■ CONSEGNA 1: Trasforma in un elenco puntato il paragrafo del testo sul ribaltone di Conte che comincia con «Quando Mario Monti, nel 2011», conservandone i fatti principali.
■ CONSEGNA 2:
Rispondi alle domande seguenti sul testo sul ribaltone di Conte.
(a) In quale mese entra l'aria fresca dalle finestre aperte?
(b) Quale professione attribuisce il testo a Giuseppe Conte?
(c) Come si chiama il giornalista economico citato nel testo?
■ CONSEGNA 3: Continua il testo sul ribaltone di Conte a partire dalla sua ultima frase.

Di Claudio Messora

L’aria fresca di settembre entra dalle finestre aperte. Un temporale indeciso pioviggina qua e là sul fogliame degli alberelli davanti al balcone. Il rombo sordo di qualche timido tuono invoglia a godersi le ombre che i lampioni proiettano tutto intorno, mentre il crepuscolo lentamente cede il passo all’oscurità, e un bimbo piange in lontananza. Ci sono solitudini estremamente piacevoli, cullati dal ticchettio delle gocce d’acqua che picchiettano sulle foglie. Sarebbe il momento perfetto per non pensare a niente: stare lì, semplicemente, come una farfalla nascosta sotto a un filo d’erba, godersi l’eternità di un attimo che non ha inizio e non ha fine.

E invece no: devo proprio accendere il computer e raccontarvi una storia.

Forse il peggiore ribaltone della storia della Repubblica Italiana si è appena consumato. Un avvocato sconosciuto ai più fino all’anno scorso, Giuseppe Conte, dopo avere finto di essere al servizio dei partiti che lo avevano chiamato, d’improvviso ha gettato la maschera, rivelando quali erano i contenuti di tutto quel confabulare conviviale che intratteneva ora con la Merkel, ora con Macron… Si stava preparando a prendere il potere. O meglio, a gestirlo in conto terzi. Si stava apprestando a mettere quella sua faccia vecchia e nuova, all’apparenza innocua e gentile, al servizio delle élite antidemocratiche che rispondono ai grandi detentori di capitali e ai magnate multimiliardari, quelli che giocano con i popoli e con i confini come i ragazzini tirano i dadi a Risiko. Come il più freddo e cinico dei sicari, stava solo attendendo il momento migliore per disfarsi dei suoi ingombranti e indesiderati coinquilini. invisi all’Europa.

Quando Mario Monti, nel 2011, prese il potere dopo la destituzione del governo Berlusconi, l’ultimo a godere – nel bene e nel male – di un consenso popolare, nessuno fiatò. Tranne quei pochi che come me, nella caverna di Platone, non guardavano le ombre proiettate sul muro. La maggior parte di noi non era preparata, era stordita da termini che non comprendeva, come “spread“, e spaventata dai titoli dei giornaloni come “Fate presto!“. In pochi pensavano davvero che un Presidente della Repubblica potesse aver preparato da mesi la cacciata del popolo dal Parlamento (che è la nostra casa), come ha raccontato bene il giornalista economico Alan Friedman.

■ RECORD FORNITI:
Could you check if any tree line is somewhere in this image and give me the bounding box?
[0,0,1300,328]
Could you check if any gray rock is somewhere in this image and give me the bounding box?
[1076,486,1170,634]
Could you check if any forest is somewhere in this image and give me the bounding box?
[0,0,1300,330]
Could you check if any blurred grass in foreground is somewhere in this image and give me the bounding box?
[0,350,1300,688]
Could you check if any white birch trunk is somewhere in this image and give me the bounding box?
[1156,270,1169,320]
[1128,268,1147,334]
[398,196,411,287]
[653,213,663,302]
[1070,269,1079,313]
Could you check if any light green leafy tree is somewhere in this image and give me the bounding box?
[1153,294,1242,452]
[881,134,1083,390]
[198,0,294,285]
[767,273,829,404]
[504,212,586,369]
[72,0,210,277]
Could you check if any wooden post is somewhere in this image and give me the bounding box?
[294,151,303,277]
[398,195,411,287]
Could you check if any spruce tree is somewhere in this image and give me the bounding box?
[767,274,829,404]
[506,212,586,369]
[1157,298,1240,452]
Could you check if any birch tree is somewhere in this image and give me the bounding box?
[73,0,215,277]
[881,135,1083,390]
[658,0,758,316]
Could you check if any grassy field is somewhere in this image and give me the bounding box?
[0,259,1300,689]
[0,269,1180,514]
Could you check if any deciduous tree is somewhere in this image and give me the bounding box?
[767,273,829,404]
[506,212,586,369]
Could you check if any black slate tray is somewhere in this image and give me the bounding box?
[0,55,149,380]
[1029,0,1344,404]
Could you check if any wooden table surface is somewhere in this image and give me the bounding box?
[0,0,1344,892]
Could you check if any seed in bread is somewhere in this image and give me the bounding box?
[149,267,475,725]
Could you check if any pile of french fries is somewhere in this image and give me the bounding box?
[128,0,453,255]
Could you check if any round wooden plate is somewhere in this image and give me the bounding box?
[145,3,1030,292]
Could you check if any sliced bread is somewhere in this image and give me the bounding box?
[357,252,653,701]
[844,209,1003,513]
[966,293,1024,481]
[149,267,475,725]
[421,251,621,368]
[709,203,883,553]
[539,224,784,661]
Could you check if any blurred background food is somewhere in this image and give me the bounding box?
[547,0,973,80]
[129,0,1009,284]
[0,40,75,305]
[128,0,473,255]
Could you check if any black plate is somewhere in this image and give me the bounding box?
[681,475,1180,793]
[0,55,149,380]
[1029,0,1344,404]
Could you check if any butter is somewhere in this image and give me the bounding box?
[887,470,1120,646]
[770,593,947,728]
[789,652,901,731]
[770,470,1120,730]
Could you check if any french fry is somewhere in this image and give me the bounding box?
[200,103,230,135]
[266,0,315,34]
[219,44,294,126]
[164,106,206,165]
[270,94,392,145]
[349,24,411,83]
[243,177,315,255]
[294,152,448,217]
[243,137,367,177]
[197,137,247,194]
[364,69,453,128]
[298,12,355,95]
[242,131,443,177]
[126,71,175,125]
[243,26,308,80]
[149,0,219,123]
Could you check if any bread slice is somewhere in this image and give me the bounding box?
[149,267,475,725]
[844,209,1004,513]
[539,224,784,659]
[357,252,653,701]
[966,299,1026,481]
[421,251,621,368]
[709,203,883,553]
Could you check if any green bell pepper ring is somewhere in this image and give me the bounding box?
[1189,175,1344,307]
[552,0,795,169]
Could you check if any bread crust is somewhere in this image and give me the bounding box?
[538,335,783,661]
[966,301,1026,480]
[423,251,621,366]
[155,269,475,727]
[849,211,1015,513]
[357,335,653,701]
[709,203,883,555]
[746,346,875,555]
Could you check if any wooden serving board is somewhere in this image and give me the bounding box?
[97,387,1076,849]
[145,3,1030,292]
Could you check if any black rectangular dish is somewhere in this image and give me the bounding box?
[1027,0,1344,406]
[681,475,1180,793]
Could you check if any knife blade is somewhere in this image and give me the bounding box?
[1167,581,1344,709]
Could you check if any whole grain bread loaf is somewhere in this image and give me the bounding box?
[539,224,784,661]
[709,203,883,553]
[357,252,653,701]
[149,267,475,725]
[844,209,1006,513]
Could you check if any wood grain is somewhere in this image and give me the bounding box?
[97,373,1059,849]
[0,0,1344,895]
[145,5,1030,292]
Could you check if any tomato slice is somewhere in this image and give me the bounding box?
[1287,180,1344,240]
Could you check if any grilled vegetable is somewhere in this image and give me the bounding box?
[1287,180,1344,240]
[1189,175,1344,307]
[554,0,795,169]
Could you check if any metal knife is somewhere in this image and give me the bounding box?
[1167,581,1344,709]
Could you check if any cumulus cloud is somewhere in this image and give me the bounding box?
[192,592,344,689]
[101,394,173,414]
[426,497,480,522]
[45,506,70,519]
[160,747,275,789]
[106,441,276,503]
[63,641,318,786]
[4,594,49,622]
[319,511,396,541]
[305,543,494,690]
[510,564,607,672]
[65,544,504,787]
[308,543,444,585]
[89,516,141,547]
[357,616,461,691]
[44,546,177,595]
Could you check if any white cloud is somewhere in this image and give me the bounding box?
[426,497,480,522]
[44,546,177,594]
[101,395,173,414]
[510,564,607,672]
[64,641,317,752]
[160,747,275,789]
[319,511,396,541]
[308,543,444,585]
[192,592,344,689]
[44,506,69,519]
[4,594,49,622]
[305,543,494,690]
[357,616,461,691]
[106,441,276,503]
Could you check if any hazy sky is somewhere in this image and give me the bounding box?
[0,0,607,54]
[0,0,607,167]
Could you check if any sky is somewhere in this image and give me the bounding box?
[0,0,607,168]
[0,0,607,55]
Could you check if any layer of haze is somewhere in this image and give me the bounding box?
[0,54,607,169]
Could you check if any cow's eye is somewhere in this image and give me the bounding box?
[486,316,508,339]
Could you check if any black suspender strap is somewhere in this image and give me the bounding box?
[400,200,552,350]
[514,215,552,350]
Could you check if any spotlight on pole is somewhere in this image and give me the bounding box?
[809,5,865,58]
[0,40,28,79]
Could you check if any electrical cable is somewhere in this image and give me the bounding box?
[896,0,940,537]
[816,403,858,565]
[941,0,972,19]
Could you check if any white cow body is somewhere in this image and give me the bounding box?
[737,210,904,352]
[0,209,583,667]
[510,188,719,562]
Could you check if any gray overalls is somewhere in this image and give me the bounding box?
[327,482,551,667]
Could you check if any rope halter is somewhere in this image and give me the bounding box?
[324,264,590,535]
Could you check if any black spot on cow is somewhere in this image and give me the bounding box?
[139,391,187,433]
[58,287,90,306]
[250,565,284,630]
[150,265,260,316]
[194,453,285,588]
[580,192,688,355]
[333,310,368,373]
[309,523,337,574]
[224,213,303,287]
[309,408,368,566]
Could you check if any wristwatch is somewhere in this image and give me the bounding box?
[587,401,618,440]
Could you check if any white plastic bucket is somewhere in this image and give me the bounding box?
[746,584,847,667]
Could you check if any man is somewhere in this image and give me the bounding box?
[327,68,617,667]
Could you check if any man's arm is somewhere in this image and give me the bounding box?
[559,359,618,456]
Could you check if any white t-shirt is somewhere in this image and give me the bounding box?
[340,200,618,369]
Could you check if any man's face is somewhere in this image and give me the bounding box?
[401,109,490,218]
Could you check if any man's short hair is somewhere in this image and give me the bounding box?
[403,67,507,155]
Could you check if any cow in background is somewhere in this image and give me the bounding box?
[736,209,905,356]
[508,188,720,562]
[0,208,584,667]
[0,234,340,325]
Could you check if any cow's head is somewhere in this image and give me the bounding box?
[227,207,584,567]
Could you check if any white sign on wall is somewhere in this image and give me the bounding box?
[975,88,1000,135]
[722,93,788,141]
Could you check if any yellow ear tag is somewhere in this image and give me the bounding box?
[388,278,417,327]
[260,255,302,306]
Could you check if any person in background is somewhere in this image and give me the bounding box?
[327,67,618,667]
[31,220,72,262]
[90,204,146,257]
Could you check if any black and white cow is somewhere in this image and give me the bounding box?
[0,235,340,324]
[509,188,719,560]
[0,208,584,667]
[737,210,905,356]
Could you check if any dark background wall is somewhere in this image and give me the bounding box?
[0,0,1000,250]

■ RISULTATO ATTESO 1:
- Nel 2011 Mario Monti prese il potere dopo la destituzione del governo Berlusconi, l'ultimo a godere di un consenso popolare.
- Nessuno protestò, tranne pochi, tra cui chi scrive.
- La maggior parte delle persone non era preparata: era stordita da termini incomprensibili come "spread" e spaventata da titoli di giornale come "Fate presto!".
- Pochi pensavano che un Presidente della Repubblica potesse aver preparato da mesi la cacciata del popolo dal Parlamento, come ha raccontato il giornalista economico Alan Friedman.

■ RISULTATO ATTESO 2:
(a) Settembre.
(b) Avvocato.
(c) Alan Friedman.

■ RISULTATO ATTESO 3:
Quell’inesperienza ci costò cara: pareggio di bilancio, esodati, Fiscal Compact, Mes… Tutti abbiamo pagato, spesso con la vita, il prezzo di quella fiducia mal riposta, di quella fatale ingenuità, di quell’assegno in bianco consegnato ai gabinetti ministeriali e agli oscuri funzionari delle istituzioni. Poi, lentamente, abbiamo iniziato a capire. Quando, nel 2013, il Movimento 5 Stelle prese quasi 9 milioni di voti, ma Giorgio Napolitano (che pur di inattivare il ritorno della volontà popolare si fece eleggere per la seconda volta di seguito, in maniera contraria a qualunque prassi costituzionale) chiamò, una mattina qualunque, il Popolo delle Libertà e il Partito Democratico al Quirinale, escludendo Vito Crimi e Roberta Lombardi, per consegnare al paese un Governo delle “larghe intese” (cioè dei cattivi che si coalizzano per neutralizzare i buoni), escludendo 9 milioni di persone da qualunque incarico istituzionale, iniziammo finalmente a capire. Eravamo ancora increduli, certo, con gli occhi tutti stropicciati, come chi li riapre dopo un lungo sonno, ma la consapevolezza era una luce che stava lentamente tornando. Il susseguirsi poi a Palazzo Chigi di Enrico Letta, di Matteo Renzi, di Paolo Gentiloni… di esecutivi cioè decisi tutti a Bruxelles e mai nelle urne, portò a termine il risveglio.

Così, appena ci fu concesso di tornare a votare, questa volta ci sembrò di non sbagliare mandando a Roma quei partiti e quei movimenti che a noi sembrava potessero meglio rappresentare il nostro disperato bisogno di riscossa. Come un naufrago si illumina di speranza quando gli pare di scorgere all’orizzonte finalmente la terra, così sollevammo il capo in direzione di piazza Montecitorio (e anche di viale Mazzini), pronti a riconoscere i segnali di un’inversione di rotta della politica, che tornasse finalmente ad occuparsi di noi, i molti, i deboli, e non degli interessi di loro, i pochi, i forti.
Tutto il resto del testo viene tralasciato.